■ Excerpted text
· · ·

RALEIGH, N.C. (WTVD) -- Attorneys for a Russian man accused of trying to kill his wife's lover tried to get their client out of jail, according to new court documents filled with powerful details and impassioned arguments on both sides.
Prosecutors argued that shouldn't happen and Tuesday, a judge agreed, ordering Leonid Teyf to stay behind bars until trial, which is set for spring.
Teyf, a wealthy Raleigh resident, is facing a number of federal charges.
Teyf, 57, was indicted in November on dozens of federal counts, including a kickback scheme and murder plot.
Court documents detail a plan to have the man his wife, Tatyana, was "having an affair with" deported to Russia and murdered.
In December, the FBI raided the Teyfs sprawling North Raleigh home.
In a new motion, Teyf's attorneys argued that Teyf is not a flight risk, that he is not a threat to the community and that staying in jail is having a "negative impact" on his health.
Federal prosecutors noted in opposing that filing, that "the defendant boldly asserts that an individual would have to be suffering from a 'mental disease' or 'defect' to continue to engage in criminal conduct once their criminal scheme has been exposed."

· · ·

■ Entries provided
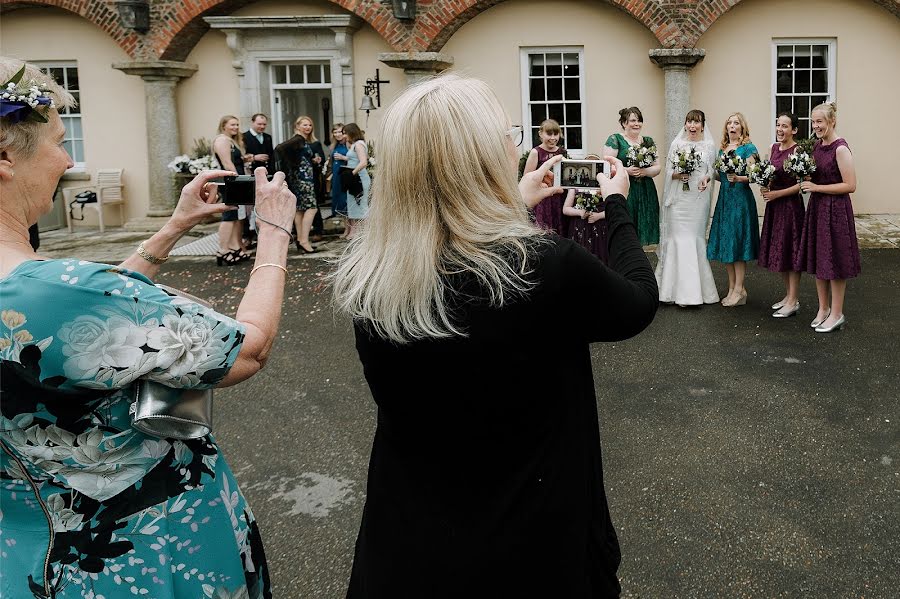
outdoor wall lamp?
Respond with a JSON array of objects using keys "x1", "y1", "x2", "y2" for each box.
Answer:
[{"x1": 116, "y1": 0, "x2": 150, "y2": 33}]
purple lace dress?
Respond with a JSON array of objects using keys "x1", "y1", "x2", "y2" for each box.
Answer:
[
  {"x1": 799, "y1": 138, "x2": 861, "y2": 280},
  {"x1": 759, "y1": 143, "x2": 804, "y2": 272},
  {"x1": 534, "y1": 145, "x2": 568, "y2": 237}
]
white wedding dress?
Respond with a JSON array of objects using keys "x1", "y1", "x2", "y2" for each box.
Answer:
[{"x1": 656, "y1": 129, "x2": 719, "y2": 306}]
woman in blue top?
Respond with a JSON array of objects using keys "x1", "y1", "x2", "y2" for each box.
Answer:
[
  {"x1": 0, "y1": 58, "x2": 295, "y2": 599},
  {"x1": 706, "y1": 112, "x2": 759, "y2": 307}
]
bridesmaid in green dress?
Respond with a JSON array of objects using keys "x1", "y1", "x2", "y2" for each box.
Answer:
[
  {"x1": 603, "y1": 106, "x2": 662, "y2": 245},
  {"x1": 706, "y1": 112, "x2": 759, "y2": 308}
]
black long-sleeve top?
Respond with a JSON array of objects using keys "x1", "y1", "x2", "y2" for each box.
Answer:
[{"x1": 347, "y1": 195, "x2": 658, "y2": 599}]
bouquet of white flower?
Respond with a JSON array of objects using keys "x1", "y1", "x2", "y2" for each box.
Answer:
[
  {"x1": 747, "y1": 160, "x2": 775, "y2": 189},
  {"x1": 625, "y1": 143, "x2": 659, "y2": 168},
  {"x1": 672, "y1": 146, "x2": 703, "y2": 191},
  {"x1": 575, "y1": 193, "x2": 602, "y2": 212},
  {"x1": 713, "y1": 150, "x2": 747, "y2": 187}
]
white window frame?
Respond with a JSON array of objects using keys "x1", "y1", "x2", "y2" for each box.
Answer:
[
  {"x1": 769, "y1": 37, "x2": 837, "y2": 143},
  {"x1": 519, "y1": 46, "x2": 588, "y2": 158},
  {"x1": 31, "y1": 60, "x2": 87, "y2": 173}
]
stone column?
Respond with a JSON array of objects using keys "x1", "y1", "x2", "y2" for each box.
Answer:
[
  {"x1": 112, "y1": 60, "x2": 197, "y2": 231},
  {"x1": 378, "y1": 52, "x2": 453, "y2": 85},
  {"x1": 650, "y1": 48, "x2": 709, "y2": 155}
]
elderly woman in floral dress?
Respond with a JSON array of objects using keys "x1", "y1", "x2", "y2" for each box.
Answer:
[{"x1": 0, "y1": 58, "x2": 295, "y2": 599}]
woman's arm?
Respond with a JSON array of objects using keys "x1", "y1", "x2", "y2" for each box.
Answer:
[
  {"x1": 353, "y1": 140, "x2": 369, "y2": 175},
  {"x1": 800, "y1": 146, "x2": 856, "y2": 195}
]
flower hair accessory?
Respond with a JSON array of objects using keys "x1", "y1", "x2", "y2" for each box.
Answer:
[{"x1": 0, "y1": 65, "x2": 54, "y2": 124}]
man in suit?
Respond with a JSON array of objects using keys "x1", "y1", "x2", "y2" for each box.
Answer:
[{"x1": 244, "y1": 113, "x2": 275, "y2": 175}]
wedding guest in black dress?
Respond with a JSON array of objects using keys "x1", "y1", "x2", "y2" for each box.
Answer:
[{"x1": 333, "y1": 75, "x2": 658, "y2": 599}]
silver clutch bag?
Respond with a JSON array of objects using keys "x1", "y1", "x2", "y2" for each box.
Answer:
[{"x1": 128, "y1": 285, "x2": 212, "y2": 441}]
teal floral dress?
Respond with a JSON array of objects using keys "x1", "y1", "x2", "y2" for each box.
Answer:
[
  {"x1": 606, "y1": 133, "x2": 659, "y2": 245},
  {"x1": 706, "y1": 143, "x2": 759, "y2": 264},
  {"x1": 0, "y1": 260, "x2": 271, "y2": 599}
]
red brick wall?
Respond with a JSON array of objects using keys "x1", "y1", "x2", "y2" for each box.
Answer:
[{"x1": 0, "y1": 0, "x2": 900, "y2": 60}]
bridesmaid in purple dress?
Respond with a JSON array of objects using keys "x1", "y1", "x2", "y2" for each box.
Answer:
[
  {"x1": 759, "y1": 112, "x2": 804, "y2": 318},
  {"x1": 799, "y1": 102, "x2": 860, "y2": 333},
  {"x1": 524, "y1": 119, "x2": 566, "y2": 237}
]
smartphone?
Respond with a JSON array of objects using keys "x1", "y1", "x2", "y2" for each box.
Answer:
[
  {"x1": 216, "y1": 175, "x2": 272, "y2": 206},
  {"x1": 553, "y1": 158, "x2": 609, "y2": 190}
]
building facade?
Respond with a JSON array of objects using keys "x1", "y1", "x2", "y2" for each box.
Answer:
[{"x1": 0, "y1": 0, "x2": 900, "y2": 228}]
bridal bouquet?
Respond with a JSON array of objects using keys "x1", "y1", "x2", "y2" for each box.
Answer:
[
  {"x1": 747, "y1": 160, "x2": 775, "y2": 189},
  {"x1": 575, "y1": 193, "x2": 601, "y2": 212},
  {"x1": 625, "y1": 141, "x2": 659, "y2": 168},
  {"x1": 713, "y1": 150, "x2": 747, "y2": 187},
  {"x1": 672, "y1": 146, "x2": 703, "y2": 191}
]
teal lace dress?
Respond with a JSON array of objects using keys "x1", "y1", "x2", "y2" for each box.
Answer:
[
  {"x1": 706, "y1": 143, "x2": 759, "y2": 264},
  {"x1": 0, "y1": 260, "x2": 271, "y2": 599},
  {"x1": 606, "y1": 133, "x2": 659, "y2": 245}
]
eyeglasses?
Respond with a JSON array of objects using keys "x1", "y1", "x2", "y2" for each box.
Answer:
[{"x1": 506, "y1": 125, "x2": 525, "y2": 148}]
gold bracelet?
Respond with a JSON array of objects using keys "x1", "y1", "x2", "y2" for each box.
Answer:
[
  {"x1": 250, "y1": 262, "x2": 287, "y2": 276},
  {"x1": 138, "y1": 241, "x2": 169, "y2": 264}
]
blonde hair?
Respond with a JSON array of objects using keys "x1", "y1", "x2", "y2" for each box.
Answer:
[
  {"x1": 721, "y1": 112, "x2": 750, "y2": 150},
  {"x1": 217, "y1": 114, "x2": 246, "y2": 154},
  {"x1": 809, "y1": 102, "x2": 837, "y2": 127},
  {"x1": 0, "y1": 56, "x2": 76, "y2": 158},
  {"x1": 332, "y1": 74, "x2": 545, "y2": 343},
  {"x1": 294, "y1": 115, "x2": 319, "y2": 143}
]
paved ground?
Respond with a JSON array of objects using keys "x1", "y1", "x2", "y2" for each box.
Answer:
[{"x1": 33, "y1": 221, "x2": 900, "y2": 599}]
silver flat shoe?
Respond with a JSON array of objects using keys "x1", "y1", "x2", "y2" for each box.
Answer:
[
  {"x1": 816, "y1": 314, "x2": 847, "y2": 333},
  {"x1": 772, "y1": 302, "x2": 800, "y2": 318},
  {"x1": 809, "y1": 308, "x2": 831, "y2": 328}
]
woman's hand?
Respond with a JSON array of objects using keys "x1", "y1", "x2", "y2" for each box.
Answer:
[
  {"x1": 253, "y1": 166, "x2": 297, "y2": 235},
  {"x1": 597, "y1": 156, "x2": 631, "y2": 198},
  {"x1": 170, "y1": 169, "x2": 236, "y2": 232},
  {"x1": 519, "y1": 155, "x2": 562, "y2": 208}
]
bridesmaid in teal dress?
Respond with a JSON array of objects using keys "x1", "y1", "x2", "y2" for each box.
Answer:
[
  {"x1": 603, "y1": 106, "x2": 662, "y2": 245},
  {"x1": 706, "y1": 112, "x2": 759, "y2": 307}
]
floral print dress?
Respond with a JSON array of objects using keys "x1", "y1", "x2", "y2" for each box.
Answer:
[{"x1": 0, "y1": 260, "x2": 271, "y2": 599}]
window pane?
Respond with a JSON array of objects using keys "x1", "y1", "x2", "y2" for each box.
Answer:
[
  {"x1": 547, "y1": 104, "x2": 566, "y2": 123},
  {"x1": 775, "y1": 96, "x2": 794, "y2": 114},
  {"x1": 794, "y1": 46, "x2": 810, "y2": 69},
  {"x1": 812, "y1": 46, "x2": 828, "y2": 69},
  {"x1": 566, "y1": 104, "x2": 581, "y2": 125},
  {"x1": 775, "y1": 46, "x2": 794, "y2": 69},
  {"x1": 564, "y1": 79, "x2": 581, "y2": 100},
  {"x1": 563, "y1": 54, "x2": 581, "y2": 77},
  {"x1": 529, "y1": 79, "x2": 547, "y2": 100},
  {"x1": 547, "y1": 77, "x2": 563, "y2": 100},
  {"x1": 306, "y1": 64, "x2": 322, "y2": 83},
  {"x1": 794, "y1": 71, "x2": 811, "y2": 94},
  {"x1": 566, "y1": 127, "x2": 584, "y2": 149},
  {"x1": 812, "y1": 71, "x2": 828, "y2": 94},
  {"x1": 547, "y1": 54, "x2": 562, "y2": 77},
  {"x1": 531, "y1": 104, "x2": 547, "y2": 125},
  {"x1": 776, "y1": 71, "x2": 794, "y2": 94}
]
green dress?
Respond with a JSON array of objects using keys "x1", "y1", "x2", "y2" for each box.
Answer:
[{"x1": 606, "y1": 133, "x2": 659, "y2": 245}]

· · ·

■ Prompt
Turn the paragraph of the news article that begins "In a new motion" into a bulleted list that keeps its main facts. The listing is separate material with no connection to the news article.

■ Task answer
- Teyf's attorneys filed a new motion.
- They argued he is not a flight risk.
- They argued he is not a threat to the community.
- They argued that staying in jail is having a "negative impact" on his health.